● **SUPPLIED TEXT**
=== Section Start ===
Smart, strategic promotional offers can provide perceived value to the consumer and ensure CPGs and c-stores see a return on their investment.

Even though some states are reopening, many consumers are still taking a wait and see approach to getting on with life as we used to know it. Shopping habits have likely been changed forever. Consumers are shopping less but more in bulk and, neighborhood c-stores have become the go-to place for shoppers seeking out consumer packaged goods and other important items.

According to recent consumer behavior reports powered by PDI Insights Cloud, consumer shopping habits, whether in big-box stores or even in c-stores, have transitioned from immediate to future consumption items. This means when consumers head out of their homes to shop, it is no longer just to “pick something up,” but it is a mission to stock up on food and other non-perishable items.

During these times, how are CPG brands working with c-stores to entice once-regular customers to buy more? One way to increase basket size and also increase trips is to consider offering promotions to consumers. Smart, strategic promotional offers can have the dual effect of providing perceived value to the consumer and ensuring CPGs and c-stores see a return on their investment.

Here are some things to consider if you are offering promotions.

  1. Make sure transactions are personal: The latest monthly report from PDI and NACS on how COVID-19 is impacting consumer behavior shows that there is a year-over-year decline in trips to the store. Since there are fewer shoppers, personal  promotion to a consumer can ensure that brand dollars are allocated to certain loyal shoppers and not to a “mass market” shopper, who perhaps, will never utilize the promotion. It also guarantees that your brand only spends when products are purchased. For PDI Offer Network, we invoice based on actual promotion sales, so the risk is aligned with performance. CPG brands don’t have to worry if the items are distributed because they are not paying a fixed cost or per store fee for the entire network.
  2. Create single transaction rewards: Since customers are making fewer trips, but buying more, single transaction offers are more important. An offer that requires multiple trips (buy 5, earn 100 points) is less enticing because the consumer knows it will take them a while to reach 5. Instead, do buy 2, earn 20 points, where the consumer will buy smaller amounts in a single transaction. Or how about some of these promotion examples: Buy any 2 Single or Share Size M&M’s® Candy Messages, earn 5 cents per gallon, or Buy any 2 Snapple® 16oz and earn 5 cents per gallon, or Buy any 1 Gatorade Super Shake and earn 3 cents per gallon. These types of promotions don’t typically require multiple trips to the store for a consumer to earn their reward.
=== Section End ===
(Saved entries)
=== Section Start ===
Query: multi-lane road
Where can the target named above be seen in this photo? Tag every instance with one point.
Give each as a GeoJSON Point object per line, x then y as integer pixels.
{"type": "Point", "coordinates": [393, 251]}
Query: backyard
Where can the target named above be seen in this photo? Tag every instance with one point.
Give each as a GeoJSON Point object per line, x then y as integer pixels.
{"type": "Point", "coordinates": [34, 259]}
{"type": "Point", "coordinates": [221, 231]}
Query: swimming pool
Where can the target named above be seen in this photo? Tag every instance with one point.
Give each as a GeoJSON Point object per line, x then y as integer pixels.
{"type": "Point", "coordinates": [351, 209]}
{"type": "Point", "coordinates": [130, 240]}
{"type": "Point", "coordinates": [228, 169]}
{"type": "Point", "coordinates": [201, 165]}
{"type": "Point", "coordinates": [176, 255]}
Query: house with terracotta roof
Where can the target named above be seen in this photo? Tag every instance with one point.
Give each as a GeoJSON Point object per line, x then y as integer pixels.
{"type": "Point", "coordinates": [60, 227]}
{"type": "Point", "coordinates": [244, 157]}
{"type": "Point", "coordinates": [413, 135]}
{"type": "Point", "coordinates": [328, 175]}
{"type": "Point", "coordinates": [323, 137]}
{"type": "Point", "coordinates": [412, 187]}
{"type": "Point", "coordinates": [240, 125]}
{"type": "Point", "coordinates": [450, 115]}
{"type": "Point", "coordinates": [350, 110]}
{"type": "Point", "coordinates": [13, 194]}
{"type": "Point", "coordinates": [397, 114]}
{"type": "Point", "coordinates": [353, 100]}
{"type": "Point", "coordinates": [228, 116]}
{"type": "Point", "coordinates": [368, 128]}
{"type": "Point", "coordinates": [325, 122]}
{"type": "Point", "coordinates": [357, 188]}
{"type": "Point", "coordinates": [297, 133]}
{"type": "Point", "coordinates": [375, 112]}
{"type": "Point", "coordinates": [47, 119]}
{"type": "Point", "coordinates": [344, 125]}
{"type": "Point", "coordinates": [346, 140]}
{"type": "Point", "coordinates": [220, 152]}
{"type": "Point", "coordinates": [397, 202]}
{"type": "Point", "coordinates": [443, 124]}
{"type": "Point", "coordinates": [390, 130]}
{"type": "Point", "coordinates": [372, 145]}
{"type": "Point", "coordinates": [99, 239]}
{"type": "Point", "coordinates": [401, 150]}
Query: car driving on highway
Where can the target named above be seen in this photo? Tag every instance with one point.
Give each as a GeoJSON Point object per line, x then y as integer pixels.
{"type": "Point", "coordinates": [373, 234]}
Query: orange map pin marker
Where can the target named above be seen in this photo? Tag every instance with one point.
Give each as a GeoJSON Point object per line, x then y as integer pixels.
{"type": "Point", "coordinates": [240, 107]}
=== Section End ===
● **REQUIRED WORK**
[1] Reproduce everything in the c-store promotions article from "1. Make sure" down to "the entire network.".
[2] In the c-store promotions article, what does PDI Offer Network base its invoices on?

● **ANSWERS PROVIDED**
[1]
1. Make sure transactions are personal: The latest monthly report from PDI and NACS on how COVID-19 is impacting consumer behavior shows that there is a year-over-year decline in trips to the store. Since there are fewer shoppers, personal  promotion to a consumer can ensure that brand dollars are allocated to certain loyal shoppers and not to a “mass market” shopper, who perhaps, will never utilize the promotion. It also guarantees that your brand only spends when products are purchased. For PDI Offer Network, we invoice based on actual promotion sales, so the risk is aligned with performance. CPG brands don’t have to worry if the items are distributed because they are not paying a fixed cost or per store fee for the entire network.

[2] Actual promotion sales.